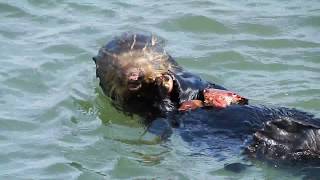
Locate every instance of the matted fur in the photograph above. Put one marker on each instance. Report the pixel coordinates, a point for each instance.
(131, 51)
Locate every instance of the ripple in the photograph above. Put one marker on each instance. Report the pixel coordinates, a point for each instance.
(258, 29)
(12, 11)
(195, 23)
(278, 43)
(66, 49)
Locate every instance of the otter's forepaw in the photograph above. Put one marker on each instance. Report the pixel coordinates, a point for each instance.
(221, 98)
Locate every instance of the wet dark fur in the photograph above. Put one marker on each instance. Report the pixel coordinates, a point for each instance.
(278, 135)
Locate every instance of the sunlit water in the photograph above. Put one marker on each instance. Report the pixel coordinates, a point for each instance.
(55, 123)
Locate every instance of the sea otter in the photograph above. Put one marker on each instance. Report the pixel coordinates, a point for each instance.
(141, 78)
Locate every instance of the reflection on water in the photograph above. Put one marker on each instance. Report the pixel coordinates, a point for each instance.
(56, 124)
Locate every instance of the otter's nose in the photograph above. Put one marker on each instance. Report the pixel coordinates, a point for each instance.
(133, 76)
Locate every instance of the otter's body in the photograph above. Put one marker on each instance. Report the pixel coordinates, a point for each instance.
(141, 78)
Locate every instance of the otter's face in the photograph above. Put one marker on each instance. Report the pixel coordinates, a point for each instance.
(135, 73)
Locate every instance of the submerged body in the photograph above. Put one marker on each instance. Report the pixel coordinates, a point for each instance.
(141, 78)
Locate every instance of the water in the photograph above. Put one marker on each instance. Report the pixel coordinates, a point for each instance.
(56, 124)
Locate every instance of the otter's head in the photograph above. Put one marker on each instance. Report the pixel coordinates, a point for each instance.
(133, 66)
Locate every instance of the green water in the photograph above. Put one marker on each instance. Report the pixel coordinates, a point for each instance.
(56, 124)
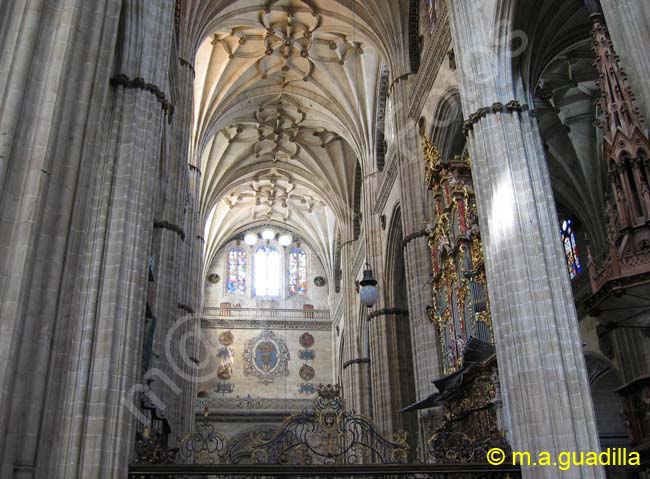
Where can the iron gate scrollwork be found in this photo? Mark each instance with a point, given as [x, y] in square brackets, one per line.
[328, 435]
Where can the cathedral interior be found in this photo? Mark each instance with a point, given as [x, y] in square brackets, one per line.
[324, 238]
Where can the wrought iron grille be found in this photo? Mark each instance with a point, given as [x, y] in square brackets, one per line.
[328, 471]
[327, 441]
[328, 435]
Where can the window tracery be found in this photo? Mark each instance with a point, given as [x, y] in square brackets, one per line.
[236, 271]
[267, 271]
[297, 272]
[570, 249]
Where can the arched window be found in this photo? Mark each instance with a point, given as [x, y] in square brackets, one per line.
[570, 249]
[267, 271]
[236, 271]
[297, 272]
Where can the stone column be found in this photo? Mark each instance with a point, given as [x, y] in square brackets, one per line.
[102, 388]
[356, 387]
[172, 305]
[417, 256]
[53, 99]
[539, 350]
[628, 22]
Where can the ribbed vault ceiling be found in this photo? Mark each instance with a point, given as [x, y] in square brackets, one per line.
[284, 107]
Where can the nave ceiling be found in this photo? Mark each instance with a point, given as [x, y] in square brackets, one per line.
[284, 110]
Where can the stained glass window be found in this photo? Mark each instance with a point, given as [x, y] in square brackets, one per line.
[236, 271]
[267, 271]
[570, 249]
[432, 14]
[297, 272]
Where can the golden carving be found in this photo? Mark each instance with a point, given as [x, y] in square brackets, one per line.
[459, 292]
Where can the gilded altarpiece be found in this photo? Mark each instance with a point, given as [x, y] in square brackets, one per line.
[460, 307]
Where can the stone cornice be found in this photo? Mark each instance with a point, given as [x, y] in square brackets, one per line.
[434, 55]
[388, 312]
[513, 106]
[349, 363]
[186, 307]
[247, 404]
[408, 238]
[185, 63]
[166, 225]
[139, 83]
[279, 324]
[386, 186]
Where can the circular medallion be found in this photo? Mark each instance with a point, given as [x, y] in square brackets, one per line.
[224, 372]
[307, 372]
[226, 338]
[266, 356]
[307, 340]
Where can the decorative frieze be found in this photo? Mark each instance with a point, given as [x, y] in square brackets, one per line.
[350, 362]
[388, 312]
[278, 324]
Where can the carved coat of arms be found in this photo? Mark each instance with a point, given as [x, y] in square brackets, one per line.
[266, 357]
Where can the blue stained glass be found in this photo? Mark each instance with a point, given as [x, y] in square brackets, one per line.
[297, 272]
[570, 249]
[236, 271]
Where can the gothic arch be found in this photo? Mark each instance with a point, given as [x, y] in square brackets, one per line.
[604, 379]
[396, 298]
[447, 124]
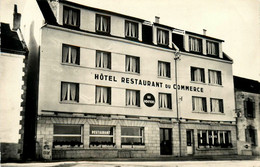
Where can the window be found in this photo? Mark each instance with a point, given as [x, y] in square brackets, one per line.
[132, 135]
[197, 74]
[70, 54]
[103, 95]
[103, 24]
[199, 104]
[164, 69]
[131, 29]
[216, 105]
[165, 101]
[71, 17]
[195, 45]
[132, 64]
[251, 135]
[69, 92]
[212, 48]
[215, 77]
[214, 138]
[101, 135]
[162, 37]
[103, 60]
[249, 108]
[133, 98]
[67, 135]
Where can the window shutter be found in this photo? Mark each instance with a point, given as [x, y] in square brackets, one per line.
[245, 108]
[253, 109]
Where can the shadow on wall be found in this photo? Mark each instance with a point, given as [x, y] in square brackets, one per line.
[31, 98]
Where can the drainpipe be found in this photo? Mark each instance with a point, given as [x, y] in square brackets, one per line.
[176, 58]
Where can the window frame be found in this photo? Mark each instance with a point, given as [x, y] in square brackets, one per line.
[68, 94]
[192, 72]
[109, 95]
[220, 103]
[204, 104]
[216, 47]
[137, 98]
[137, 30]
[68, 135]
[70, 56]
[138, 64]
[199, 42]
[78, 17]
[109, 59]
[219, 76]
[133, 137]
[169, 101]
[167, 37]
[109, 24]
[168, 69]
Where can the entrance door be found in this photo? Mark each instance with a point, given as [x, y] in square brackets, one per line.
[190, 143]
[166, 141]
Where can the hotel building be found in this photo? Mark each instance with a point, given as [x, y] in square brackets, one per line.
[107, 86]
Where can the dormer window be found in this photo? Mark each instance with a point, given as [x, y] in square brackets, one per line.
[103, 24]
[195, 45]
[162, 37]
[131, 29]
[71, 17]
[212, 48]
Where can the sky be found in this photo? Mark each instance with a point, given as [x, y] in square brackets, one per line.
[237, 22]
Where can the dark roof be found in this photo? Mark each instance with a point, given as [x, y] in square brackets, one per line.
[47, 12]
[10, 41]
[246, 85]
[100, 10]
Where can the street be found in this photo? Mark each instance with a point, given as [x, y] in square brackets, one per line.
[236, 163]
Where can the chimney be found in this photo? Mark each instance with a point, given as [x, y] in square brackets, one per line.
[204, 32]
[16, 19]
[157, 19]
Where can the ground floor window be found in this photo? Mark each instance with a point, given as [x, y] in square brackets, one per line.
[70, 135]
[102, 135]
[132, 135]
[214, 138]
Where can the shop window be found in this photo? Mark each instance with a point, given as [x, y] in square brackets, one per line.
[69, 92]
[102, 136]
[162, 37]
[214, 138]
[133, 98]
[69, 135]
[195, 45]
[71, 17]
[249, 108]
[164, 69]
[215, 77]
[132, 64]
[103, 24]
[199, 104]
[132, 135]
[103, 60]
[212, 48]
[165, 101]
[251, 135]
[70, 54]
[216, 105]
[131, 29]
[197, 75]
[103, 95]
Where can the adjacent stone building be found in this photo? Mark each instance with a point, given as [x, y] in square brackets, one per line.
[247, 99]
[105, 86]
[13, 57]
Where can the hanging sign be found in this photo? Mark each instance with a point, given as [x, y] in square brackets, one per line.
[149, 100]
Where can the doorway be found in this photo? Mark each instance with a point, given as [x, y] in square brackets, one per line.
[166, 141]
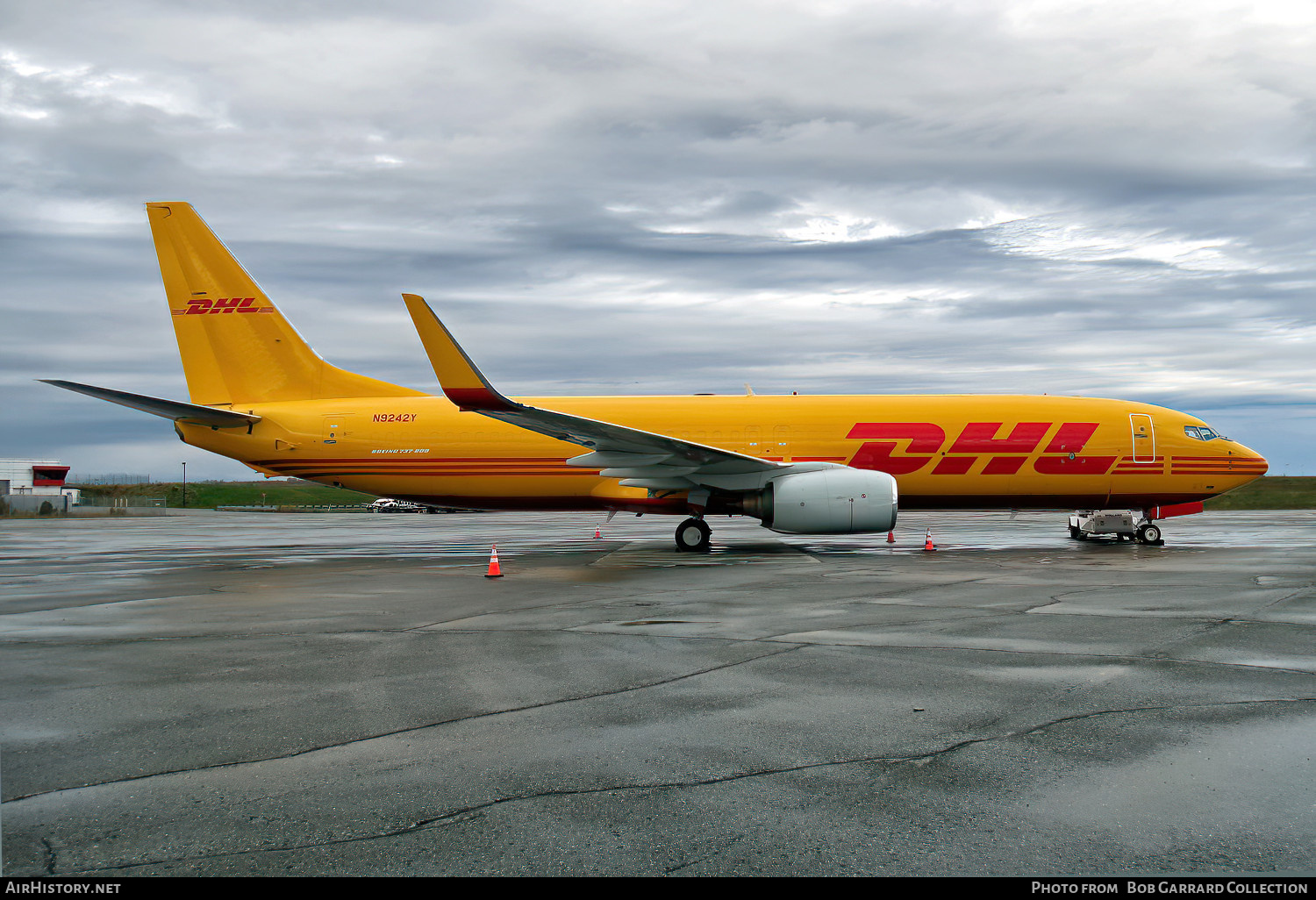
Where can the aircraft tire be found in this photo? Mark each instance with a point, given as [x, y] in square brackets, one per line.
[692, 536]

[Brief]: Keep every word of the data as it is when you write it out, but drop the pictures.

[Response to the exercise]:
Locate every instance of the matted fur in the photograph above. Put one marker on each instance. Report the pixel coordinates, a point for each instance.
(131, 51)
Locate every instance of the ripple in the photograph above. Put one marker on each instance. Report the pixel coordinates, a point for each instance.
(258, 29)
(12, 11)
(195, 23)
(278, 43)
(66, 49)
Locate every instance of the otter's forepaw in the photograph above. Put one marker on each instance. Report the pixel coordinates, a point for each instance.
(221, 98)
Locate every instance of the wet dark fur in the photograph above. Put one marker on each instance. Report the pixel coordinates, a point for each instance.
(278, 135)
Locate every instance of the sunlit water in the photograph above. Put one marker on each instance. Report the pixel coordinates, a point for each instance.
(55, 123)
Locate every instance of the sea otter in the photograph above. Put one marker on each instance. Report the pixel coordinates, a point for each instance.
(141, 78)
Locate every instance of the reflection on water in the photograph above. Put one marker on each instance. Report the pixel coordinates, a point for each instance.
(56, 124)
Locate every instance of the otter's nose in the photograph above. Put one marker on each instance. Report the pixel coordinates, a point for each instance.
(133, 76)
Locate every instance of the otter's body in the photograph above. Put one marker on each instance. Report the pixel coordinates, a point for each instance.
(141, 78)
Locate every instance of the otter's face in the photograph above. Put one marker on each instance. Report the pixel coordinates, a point for each instance.
(135, 73)
Locate every instance of the submerged body in the photograph above. Put one marker on each instance. Report the pixel coordinates, a point for each instance.
(141, 78)
Locate every instance of the water in the photograph above. Put one marker on each instance. Report the pixel coordinates, a point for each instance.
(56, 124)
Locate every instance of the otter's head in the photograph above. Put one marker on each instance. Report the pixel coordinates, a point for each instance.
(133, 66)
Locate every instance of the green water in the photograph above. Put one marker on each instance. Report the pixel coordinates, a point for each instance.
(56, 124)
Where can the iron gate scrollwork be found in this photo? Mark each instance with a point, given as [x, y] in square brackets, one per line.
[328, 435]
Where can the cathedral interior be found in this photo? Mark each instance with a point, given as [x, y] in square brackets, one per line.
[324, 238]
Where can the wrought iron grille be found in this photo? Mark each instance with a point, given as [x, y] in square brackets, one per line.
[328, 471]
[327, 441]
[328, 435]
Where can the window tracery be found in this photo? Mark each instance with a point, given as [x, y] in square brackets, one per line.
[236, 271]
[267, 271]
[297, 272]
[570, 249]
Where can the arched window be found in this photo? Mark each instance with a point, given as [x, y] in square brackets, one per line.
[570, 249]
[267, 271]
[236, 271]
[297, 272]
Where can the stone column be found in this photo? Mark each instance with a point, given as [x, y] in square brackets, one per line.
[102, 388]
[356, 387]
[172, 305]
[417, 256]
[53, 99]
[539, 350]
[628, 22]
Where can the ribbed vault ceiling be found in this photo? Mark each instance with a point, given as [x, y] in square brackets, one per line.
[284, 107]
Where can the nave ceiling be found in this photo? Mark each instance with a point, given as [x, y] in square brackets, one per line.
[284, 110]
Where can the stained glass window be found in this photo? Mark each instance with a point, given as [x, y] in square brackets, one per line.
[236, 271]
[267, 271]
[570, 249]
[432, 14]
[297, 272]
Where can the golden carving be found in this photo? Mark each instance with a point, given as [x, y] in square brackets, one per line.
[459, 292]
Where can the gilded altarpiece be found in this photo? Mark each instance with a point, given as [x, y] in square brackets, one per line.
[460, 307]
Where can the stone cornice be found in this photo? Mark each instance with a point, given as [x, y] in square brackets, one per line.
[434, 55]
[388, 312]
[513, 106]
[349, 363]
[186, 307]
[247, 404]
[408, 238]
[185, 63]
[166, 225]
[139, 83]
[279, 324]
[386, 186]
Where can the circular medallion be found in this photo? Mark each instance with a point, given as [x, y] in square brackets, one per line.
[224, 372]
[307, 372]
[226, 338]
[266, 356]
[307, 340]
Where can the decorative frieze be found in this photo? Mark each instance with a point, given as [x, y] in square brackets, one per line.
[350, 362]
[388, 312]
[278, 324]
Where can the carved coat of arms be found in this photo? Mark each instance with a point, given as [x, y] in square brackets, one per line.
[266, 357]
Where can the blue stained glass be found in this photo? Mark each instance with a point, given as [x, y] in square brackets, one per line.
[297, 272]
[570, 249]
[236, 271]
Where can the gothic arch be found in this photo? Mark each instance with a point, given as [x, y] in square brackets, one per line.
[604, 379]
[396, 298]
[447, 124]
Where can the window be found in this photo? Mark each instance with a point, given as [x, y] in square brackets, one per line.
[132, 135]
[197, 74]
[70, 54]
[103, 95]
[103, 24]
[199, 104]
[164, 69]
[131, 29]
[216, 105]
[165, 101]
[71, 17]
[195, 45]
[132, 64]
[251, 135]
[69, 92]
[212, 48]
[215, 77]
[214, 138]
[101, 135]
[162, 37]
[103, 60]
[249, 108]
[133, 98]
[67, 135]
Where can the window shutter be found in this photo? Mark each instance with a point, given as [x, y] in square brackets, one per line.
[245, 108]
[253, 109]
Where can the shadow on wall be found in this photo? Mark each instance with a point, given as [x, y] in square brackets, one per line.
[31, 98]
Where can the drainpipe be found in this photo? Mark each instance with a point, given as [x, y] in square brackets, one per line.
[176, 58]
Where can the window frame be found in this photo? Mark each instance with a point, given as [x, y] in square brackets, one per line.
[68, 94]
[192, 72]
[109, 95]
[220, 103]
[204, 104]
[216, 47]
[137, 98]
[137, 30]
[68, 135]
[70, 56]
[138, 64]
[199, 42]
[78, 17]
[109, 59]
[219, 76]
[133, 137]
[169, 101]
[167, 37]
[109, 24]
[168, 69]
Where can the entrance door be found in this photo? Mark each instance with a point, given as [x, y] in square brackets, one per line.
[190, 143]
[166, 141]
Where can the hotel building be found in this photo? Mark each instance with a point, given as [x, y] in square brackets, one per line.
[107, 86]
Where can the dormer window be found in this photo? Mark each instance with a point, given as [x, y] in square brackets, one per line.
[103, 24]
[195, 45]
[162, 37]
[131, 29]
[71, 17]
[212, 48]
Where can the sky be found in this photo? Mark each instance with a point, given as [x, y] in square brackets, one per line.
[237, 22]
Where can the dark roof be found in this photo? Mark each instance with a point, given as [x, y] in square brackets, one per line.
[47, 12]
[10, 41]
[246, 85]
[100, 10]
Where can the street be found in this photo? Mark each instance with a point, given as [x, y] in square brackets, one per line.
[236, 163]
Where can the chimney be found in this photo? Mark each instance with a point, given as [x, y] in square brackets, one per line.
[204, 32]
[16, 19]
[157, 19]
Where can the ground floor window be found in this photo? Mark each instance with a point, given as [x, y] in square brackets, one per line.
[70, 135]
[102, 135]
[132, 135]
[214, 138]
Where can the shop window be found in this photo? Mark each instance with a point, given as [x, y] in square brackets, one per line.
[69, 92]
[102, 136]
[162, 37]
[214, 138]
[133, 98]
[69, 135]
[195, 45]
[71, 17]
[249, 108]
[164, 69]
[215, 77]
[132, 64]
[103, 24]
[199, 104]
[132, 135]
[103, 60]
[212, 48]
[165, 101]
[251, 135]
[70, 54]
[216, 105]
[131, 29]
[197, 75]
[103, 95]
Where can the adjacent stone building be found in this photo? Mark each instance with a point, given as [x, y] in square brackets, one per line.
[247, 99]
[105, 86]
[13, 57]
Where can the hanging sign be found in this photo? Mark each instance with a point, given as [x, y] in square brackets, one per line.
[149, 100]
Where can the doorway be found in this photo? Mark each instance with a point, given as [x, y] in square brackets, one per line.
[166, 141]
Where can the aircraft tire be found in this photo? Mark each instance with a point, given as [x, y] in square brackets, one per line.
[692, 536]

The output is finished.